> _EXERCISE PROMPT_
Please return the records below exactly as they appear, leaving every picture out.

Dataset items:

* * * * * * * * *

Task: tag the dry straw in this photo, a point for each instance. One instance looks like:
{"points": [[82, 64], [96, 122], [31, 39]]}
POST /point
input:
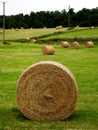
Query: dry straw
{"points": [[47, 91], [48, 50], [75, 45], [32, 41], [64, 44], [89, 44]]}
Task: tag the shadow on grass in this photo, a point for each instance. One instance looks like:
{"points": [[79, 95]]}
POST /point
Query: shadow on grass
{"points": [[15, 113]]}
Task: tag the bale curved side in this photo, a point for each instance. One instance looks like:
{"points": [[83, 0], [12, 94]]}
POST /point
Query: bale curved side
{"points": [[48, 50], [47, 91], [75, 45], [89, 44]]}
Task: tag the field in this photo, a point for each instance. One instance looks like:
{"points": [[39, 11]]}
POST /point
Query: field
{"points": [[82, 62]]}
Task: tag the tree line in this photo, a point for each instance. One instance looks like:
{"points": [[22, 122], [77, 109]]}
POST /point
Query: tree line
{"points": [[51, 19]]}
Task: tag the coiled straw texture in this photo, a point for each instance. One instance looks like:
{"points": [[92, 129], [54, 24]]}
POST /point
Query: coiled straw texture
{"points": [[47, 91]]}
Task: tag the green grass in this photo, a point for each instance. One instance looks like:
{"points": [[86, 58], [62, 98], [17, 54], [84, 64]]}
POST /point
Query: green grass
{"points": [[52, 35], [83, 63]]}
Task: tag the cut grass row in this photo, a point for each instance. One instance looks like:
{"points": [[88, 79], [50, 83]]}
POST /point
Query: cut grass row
{"points": [[83, 63], [52, 35]]}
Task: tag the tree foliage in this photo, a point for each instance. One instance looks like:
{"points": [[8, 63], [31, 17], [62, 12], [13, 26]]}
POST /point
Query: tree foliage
{"points": [[50, 19]]}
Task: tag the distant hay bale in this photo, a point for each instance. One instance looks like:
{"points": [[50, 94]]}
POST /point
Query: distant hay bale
{"points": [[16, 29], [27, 38], [64, 44], [1, 31], [59, 27], [92, 27], [89, 44], [32, 41], [47, 91], [48, 50], [75, 45]]}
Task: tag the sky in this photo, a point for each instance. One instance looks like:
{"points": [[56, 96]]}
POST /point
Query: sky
{"points": [[13, 7]]}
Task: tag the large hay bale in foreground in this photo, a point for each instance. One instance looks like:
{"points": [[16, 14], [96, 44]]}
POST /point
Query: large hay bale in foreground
{"points": [[64, 44], [48, 50], [75, 45], [47, 91], [89, 44]]}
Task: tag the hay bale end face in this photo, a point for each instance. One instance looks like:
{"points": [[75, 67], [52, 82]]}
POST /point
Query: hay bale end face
{"points": [[64, 44], [89, 44], [32, 41], [47, 91], [74, 45], [48, 50]]}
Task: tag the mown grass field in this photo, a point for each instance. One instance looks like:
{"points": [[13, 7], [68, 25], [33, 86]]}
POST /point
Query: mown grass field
{"points": [[83, 63]]}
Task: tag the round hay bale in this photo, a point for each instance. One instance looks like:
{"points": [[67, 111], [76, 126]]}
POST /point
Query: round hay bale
{"points": [[75, 45], [32, 41], [89, 44], [47, 91], [48, 50], [64, 44]]}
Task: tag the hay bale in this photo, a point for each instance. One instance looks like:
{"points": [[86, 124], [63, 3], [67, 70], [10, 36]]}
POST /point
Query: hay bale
{"points": [[75, 45], [59, 27], [47, 91], [64, 44], [89, 44], [32, 41], [48, 50]]}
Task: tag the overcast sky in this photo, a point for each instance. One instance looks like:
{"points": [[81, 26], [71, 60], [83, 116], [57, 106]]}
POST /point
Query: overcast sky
{"points": [[13, 7]]}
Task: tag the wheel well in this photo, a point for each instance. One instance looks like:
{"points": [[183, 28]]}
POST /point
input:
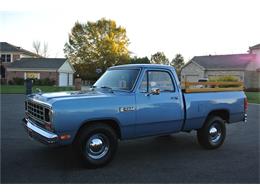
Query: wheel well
{"points": [[224, 114], [110, 122]]}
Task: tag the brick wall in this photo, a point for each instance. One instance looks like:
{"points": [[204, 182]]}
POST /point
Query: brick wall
{"points": [[192, 73], [20, 74]]}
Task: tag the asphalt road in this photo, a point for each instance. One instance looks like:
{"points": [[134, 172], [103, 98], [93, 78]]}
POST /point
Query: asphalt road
{"points": [[173, 159]]}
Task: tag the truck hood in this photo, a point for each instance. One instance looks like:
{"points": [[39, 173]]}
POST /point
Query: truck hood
{"points": [[53, 97]]}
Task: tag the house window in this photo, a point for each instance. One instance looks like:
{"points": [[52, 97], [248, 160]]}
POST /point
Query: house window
{"points": [[6, 57], [31, 75]]}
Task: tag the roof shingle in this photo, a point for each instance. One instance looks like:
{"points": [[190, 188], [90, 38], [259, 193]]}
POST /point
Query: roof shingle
{"points": [[233, 61], [7, 47]]}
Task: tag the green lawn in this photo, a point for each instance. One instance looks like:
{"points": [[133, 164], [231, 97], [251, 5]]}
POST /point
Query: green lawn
{"points": [[253, 97], [12, 89]]}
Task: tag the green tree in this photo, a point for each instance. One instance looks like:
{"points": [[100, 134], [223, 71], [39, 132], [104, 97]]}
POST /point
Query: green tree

* * * * * * * * *

> _SOLUTION TO THE EXERCISE_
Task: tag the dry straw in this photo, a point for each instance. One instance looks like:
{"points": [[82, 64], [96, 122], [31, 39]]}
POST /point
input:
Query: dry straw
{"points": [[47, 91], [48, 50], [75, 45], [32, 41], [64, 44], [89, 44]]}
Task: tag the shadow on grass in this photo, a point for each instance. One instance looks like:
{"points": [[79, 95]]}
POST /point
Query: shadow on grass
{"points": [[15, 113]]}
Task: tag the bale curved side in this photo, a point for each instance. One instance looks like:
{"points": [[83, 0], [12, 94]]}
POST /point
Query: bale curved side
{"points": [[48, 50], [47, 91], [75, 45], [89, 44]]}
Task: tag the field in this photo, a point for each instance. One instance looks like:
{"points": [[39, 11]]}
POST /point
Query: field
{"points": [[82, 62]]}
Task: tag the tree line in this photo, a point for each instance. One instance looks like:
{"points": [[22, 122], [77, 109]]}
POST /point
Query: tree line
{"points": [[51, 19]]}
Task: tag the coiled straw texture in this photo, a point for each instance. One instance looks like:
{"points": [[92, 129], [54, 24]]}
POST /point
Query: coiled straw texture
{"points": [[47, 91]]}
Task: tag the green grass in this photo, a point for each instance. One instance looks like:
{"points": [[86, 58], [62, 98], [17, 54], [84, 64]]}
POST /point
Query: green grass
{"points": [[52, 35], [83, 63]]}
Task: tag the cut grass row in this photo, a point for each instance. One instance looks like:
{"points": [[88, 79], [50, 83]]}
POST /point
Query: cut grass row
{"points": [[83, 63], [52, 35]]}
Task: tag the tree foliage in this photo, a point for each instance. One instance looks like:
{"points": [[8, 63], [31, 17], [62, 12], [13, 26]]}
POST /point
Query: tree foliage
{"points": [[50, 19]]}
Task: tag the distant hay bale in this photo, a point for each instance. One instance looks like:
{"points": [[50, 94]]}
POST /point
Query: distant hay bale
{"points": [[16, 29], [27, 38], [64, 44], [1, 31], [59, 27], [92, 27], [89, 44], [32, 41], [47, 91], [48, 50], [75, 45]]}
Task: tag the sky in this photo, a point for each instance. One instance looks like:
{"points": [[56, 96]]}
POST /point
Query: sky
{"points": [[13, 7]]}
Task: tag the large hay bale in foreground in this photo, a point for each instance. One instance looks like:
{"points": [[16, 14], [96, 44]]}
POST /point
Query: large hay bale in foreground
{"points": [[64, 44], [48, 50], [75, 45], [47, 91], [89, 44]]}
Task: tag the hay bale end face in this photo, a point for each instance. One instance looks like:
{"points": [[75, 67], [52, 82]]}
POST /point
Query: hay bale end face
{"points": [[64, 44], [89, 44], [32, 41], [47, 91], [74, 45], [48, 50]]}
Task: tag the mown grass field in this photo, a point for each instance. One instance looks like:
{"points": [[13, 7], [68, 25], [33, 86]]}
POST /point
Query: mown grass field
{"points": [[83, 63]]}
Task: tag the round hay bale in this photo, a point for each instance. One instance looks like:
{"points": [[67, 111], [76, 126]]}
POST /point
Query: round hay bale
{"points": [[75, 45], [32, 41], [89, 44], [47, 91], [48, 50], [64, 44]]}
Task: tag the hay bale in this photo, a point for each instance. One instance looks like:
{"points": [[86, 124], [63, 3], [67, 70], [10, 36]]}
POST /point
Query: hay bale
{"points": [[75, 45], [59, 27], [47, 91], [64, 44], [89, 44], [32, 41], [48, 50]]}
Task: tag the overcast sky in this photo, a point for each instance. One instance looks like:
{"points": [[81, 26], [71, 60], [83, 116], [57, 106]]}
POST /point
Query: overcast sky
{"points": [[13, 7]]}
Task: tag the wheel well in this photo, a point for each instance. One instance looks like:
{"points": [[183, 28]]}
POST /point
input:
Query: wheel well
{"points": [[224, 114], [110, 122]]}
Task: tag the brick wall in this photo, a point for each instance. One instance looks like:
{"points": [[204, 182]]}
POST /point
Query: brick wall
{"points": [[192, 73], [20, 74]]}
Task: tag the asphalt road in this photo, a point for each instance. One instance looks like:
{"points": [[134, 172], [103, 98], [93, 78]]}
POST /point
Query: asphalt road
{"points": [[173, 159]]}
Task: tag the truck hood in this photo, a point for each instance. One instance looks like:
{"points": [[39, 173]]}
POST /point
Query: truck hood
{"points": [[53, 97]]}
Task: tag the house window in this photo, a point for each instance. One instance looks like:
{"points": [[52, 97], [248, 160]]}
POST /point
Query: house window
{"points": [[6, 57], [31, 75]]}
Task: tag the roof shingle in this photo, a point for each instance. One instance looks like:
{"points": [[190, 188], [90, 38], [259, 193]]}
POST /point
Query: roof shingle
{"points": [[233, 61], [7, 47]]}
Task: tag the green lawn in this photo, a point for each instance. One instance looks like:
{"points": [[133, 164], [231, 97], [251, 5]]}
POST /point
Query: green lawn
{"points": [[253, 97], [12, 89]]}
Task: tag the green tree in this photo, a point for each instance. One instance looks like:
{"points": [[100, 134], [223, 71], [39, 132], [104, 97]]}
POST /point
Query: green tree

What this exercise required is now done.